WHAT IS BEING ASKED - Reproduce word for word the records below, starting at the line containing "Put one marker on each instance of the dense" and running through the final line, both included, with nothing else.

--- start of DATA SECTION ---

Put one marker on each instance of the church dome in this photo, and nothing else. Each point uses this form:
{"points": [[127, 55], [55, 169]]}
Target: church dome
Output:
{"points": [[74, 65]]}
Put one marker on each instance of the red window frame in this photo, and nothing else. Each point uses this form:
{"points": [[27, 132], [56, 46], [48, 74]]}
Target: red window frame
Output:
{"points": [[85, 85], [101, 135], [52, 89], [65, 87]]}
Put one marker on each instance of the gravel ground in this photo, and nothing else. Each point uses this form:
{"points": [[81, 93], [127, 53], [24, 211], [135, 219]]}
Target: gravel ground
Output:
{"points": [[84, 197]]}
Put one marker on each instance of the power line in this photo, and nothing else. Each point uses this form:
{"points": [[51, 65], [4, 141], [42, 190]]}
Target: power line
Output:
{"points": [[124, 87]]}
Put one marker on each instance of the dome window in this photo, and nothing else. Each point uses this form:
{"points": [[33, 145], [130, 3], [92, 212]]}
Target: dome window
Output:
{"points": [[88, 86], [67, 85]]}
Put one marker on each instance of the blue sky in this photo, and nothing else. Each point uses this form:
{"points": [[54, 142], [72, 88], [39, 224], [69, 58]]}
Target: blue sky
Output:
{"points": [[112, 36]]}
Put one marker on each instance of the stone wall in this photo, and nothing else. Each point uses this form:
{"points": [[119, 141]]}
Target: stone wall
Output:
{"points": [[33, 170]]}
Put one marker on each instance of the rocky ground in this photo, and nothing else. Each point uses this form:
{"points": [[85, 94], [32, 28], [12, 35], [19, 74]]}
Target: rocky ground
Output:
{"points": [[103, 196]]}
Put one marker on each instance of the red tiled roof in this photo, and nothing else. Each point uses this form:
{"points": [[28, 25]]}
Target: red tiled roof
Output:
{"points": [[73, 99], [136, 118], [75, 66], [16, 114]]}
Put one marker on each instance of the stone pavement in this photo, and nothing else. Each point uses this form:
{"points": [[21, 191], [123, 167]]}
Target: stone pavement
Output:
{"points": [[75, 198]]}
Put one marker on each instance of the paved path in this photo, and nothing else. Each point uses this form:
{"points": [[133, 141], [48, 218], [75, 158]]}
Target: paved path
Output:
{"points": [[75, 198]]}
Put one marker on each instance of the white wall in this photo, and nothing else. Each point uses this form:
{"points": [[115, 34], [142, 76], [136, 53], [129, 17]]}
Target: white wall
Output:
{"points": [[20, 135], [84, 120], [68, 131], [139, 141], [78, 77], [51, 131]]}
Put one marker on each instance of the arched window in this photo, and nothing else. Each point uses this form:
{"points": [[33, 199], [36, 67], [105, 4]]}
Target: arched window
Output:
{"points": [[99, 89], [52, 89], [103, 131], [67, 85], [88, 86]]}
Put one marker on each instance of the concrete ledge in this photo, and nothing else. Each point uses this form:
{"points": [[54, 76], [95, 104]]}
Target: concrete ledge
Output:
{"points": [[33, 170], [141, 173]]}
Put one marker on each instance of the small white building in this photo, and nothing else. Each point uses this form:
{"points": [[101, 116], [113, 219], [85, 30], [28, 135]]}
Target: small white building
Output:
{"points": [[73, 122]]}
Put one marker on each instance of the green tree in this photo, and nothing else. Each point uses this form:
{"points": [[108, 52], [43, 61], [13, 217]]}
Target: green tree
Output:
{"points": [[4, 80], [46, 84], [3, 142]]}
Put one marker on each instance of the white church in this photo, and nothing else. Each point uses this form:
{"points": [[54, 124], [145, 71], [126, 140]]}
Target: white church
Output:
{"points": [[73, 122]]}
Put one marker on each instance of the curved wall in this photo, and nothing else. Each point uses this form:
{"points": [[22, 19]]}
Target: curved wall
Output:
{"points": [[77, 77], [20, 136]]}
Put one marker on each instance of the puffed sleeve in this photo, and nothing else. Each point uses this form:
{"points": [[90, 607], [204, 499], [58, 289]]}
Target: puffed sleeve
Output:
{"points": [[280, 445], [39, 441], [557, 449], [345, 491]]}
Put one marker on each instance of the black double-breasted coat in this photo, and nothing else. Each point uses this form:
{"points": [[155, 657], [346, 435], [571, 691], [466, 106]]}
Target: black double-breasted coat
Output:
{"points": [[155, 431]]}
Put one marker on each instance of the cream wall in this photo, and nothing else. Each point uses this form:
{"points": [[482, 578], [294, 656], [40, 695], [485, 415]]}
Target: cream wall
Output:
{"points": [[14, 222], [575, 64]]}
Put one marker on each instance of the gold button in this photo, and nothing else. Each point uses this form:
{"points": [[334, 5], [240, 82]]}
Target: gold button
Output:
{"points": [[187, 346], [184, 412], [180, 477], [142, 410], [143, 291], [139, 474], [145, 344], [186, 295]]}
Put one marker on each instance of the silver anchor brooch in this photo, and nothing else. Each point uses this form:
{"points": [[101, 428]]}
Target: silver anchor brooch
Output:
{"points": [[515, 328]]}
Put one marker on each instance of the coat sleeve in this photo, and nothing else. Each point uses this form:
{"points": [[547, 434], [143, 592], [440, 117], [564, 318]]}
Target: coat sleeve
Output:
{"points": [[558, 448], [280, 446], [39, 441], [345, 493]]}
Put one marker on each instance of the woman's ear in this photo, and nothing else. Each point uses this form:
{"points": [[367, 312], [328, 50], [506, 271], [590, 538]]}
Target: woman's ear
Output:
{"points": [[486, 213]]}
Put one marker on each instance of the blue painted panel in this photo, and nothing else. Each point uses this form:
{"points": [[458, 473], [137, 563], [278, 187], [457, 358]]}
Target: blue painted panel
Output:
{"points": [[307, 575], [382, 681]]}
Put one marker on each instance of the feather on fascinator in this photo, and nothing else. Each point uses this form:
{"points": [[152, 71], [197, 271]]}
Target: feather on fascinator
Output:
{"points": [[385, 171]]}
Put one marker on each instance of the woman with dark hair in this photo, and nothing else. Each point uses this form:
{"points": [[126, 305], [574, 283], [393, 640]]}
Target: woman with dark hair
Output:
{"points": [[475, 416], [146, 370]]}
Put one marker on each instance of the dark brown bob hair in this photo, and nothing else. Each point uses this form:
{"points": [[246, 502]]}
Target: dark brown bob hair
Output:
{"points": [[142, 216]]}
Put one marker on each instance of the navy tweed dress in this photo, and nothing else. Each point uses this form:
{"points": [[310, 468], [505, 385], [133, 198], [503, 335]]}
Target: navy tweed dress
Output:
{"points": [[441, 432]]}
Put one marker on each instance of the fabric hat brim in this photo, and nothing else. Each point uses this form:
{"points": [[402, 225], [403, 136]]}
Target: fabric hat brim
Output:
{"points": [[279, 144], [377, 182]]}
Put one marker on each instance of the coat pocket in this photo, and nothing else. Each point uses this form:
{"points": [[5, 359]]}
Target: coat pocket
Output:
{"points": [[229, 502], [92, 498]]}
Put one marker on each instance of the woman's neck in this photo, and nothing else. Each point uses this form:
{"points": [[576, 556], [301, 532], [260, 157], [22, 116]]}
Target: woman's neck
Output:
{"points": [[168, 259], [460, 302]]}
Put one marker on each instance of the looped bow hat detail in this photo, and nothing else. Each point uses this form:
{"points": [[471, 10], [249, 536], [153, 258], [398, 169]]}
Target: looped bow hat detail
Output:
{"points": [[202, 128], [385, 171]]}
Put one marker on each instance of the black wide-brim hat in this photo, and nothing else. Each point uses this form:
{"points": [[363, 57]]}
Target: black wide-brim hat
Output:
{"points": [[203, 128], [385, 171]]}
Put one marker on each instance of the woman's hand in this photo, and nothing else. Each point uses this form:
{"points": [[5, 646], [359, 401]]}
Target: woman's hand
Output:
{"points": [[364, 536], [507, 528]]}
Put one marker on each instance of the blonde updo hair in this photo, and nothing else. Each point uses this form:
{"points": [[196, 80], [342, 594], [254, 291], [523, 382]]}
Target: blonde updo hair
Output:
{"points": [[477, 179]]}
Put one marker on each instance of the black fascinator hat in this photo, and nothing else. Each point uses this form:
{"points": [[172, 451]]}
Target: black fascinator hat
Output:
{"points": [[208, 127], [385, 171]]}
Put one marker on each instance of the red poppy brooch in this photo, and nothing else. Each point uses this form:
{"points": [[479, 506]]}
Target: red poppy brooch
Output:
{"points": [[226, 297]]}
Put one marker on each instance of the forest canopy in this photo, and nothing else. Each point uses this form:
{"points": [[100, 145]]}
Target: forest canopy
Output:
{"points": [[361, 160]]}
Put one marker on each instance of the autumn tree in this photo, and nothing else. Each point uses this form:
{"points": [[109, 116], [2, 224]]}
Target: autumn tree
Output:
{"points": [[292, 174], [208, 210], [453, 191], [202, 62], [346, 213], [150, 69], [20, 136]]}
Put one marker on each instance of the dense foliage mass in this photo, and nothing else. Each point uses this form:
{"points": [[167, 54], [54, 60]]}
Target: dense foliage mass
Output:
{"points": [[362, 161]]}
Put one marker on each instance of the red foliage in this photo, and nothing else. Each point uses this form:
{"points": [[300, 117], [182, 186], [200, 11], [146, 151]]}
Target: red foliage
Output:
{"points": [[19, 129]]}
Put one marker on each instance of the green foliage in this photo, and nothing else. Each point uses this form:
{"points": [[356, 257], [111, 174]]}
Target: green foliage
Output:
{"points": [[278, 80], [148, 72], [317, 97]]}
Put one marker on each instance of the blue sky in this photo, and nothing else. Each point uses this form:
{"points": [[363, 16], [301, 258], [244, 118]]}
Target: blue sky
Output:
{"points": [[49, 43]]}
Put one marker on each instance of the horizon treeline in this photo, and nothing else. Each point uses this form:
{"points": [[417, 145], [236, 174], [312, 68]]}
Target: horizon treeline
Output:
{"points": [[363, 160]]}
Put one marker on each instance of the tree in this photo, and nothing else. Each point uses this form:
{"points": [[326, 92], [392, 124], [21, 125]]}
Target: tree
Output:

--- end of DATA SECTION ---

CORRECT ANSWER -
Put one marker on each instance of the dense foliage mass in this photo, and nothing else. Each point uses this form:
{"points": [[167, 54], [54, 60]]}
Target: dense foliage mass
Output:
{"points": [[362, 161]]}
Put one marker on each instance of the red foliage in this photo, and nothing else. Each point uses this form:
{"points": [[300, 117], [182, 186], [200, 11], [146, 151]]}
Target: red foliage
Output:
{"points": [[19, 129]]}
Put one marker on each instance of the green foliage in this photo, and nothing else. Each point uses this form:
{"points": [[356, 257], [111, 174]]}
Target: green foliage
Output:
{"points": [[278, 80], [148, 72], [317, 97]]}
Put one marker on each instance of the blue sky in this photo, and nothing else. Each point uses this form:
{"points": [[363, 16], [301, 258], [244, 118]]}
Target: blue sky
Output:
{"points": [[49, 43]]}
Put one marker on each instance of the horizon treeline in this photo, and nothing else. Each point uses this form:
{"points": [[417, 145], [236, 174], [312, 68]]}
Target: horizon treeline
Output:
{"points": [[363, 160]]}
Put one marker on each instance of the tree in this photo, and nothing else. Each point uses this form:
{"points": [[326, 92], [392, 124], [21, 125]]}
Target: tree
Output:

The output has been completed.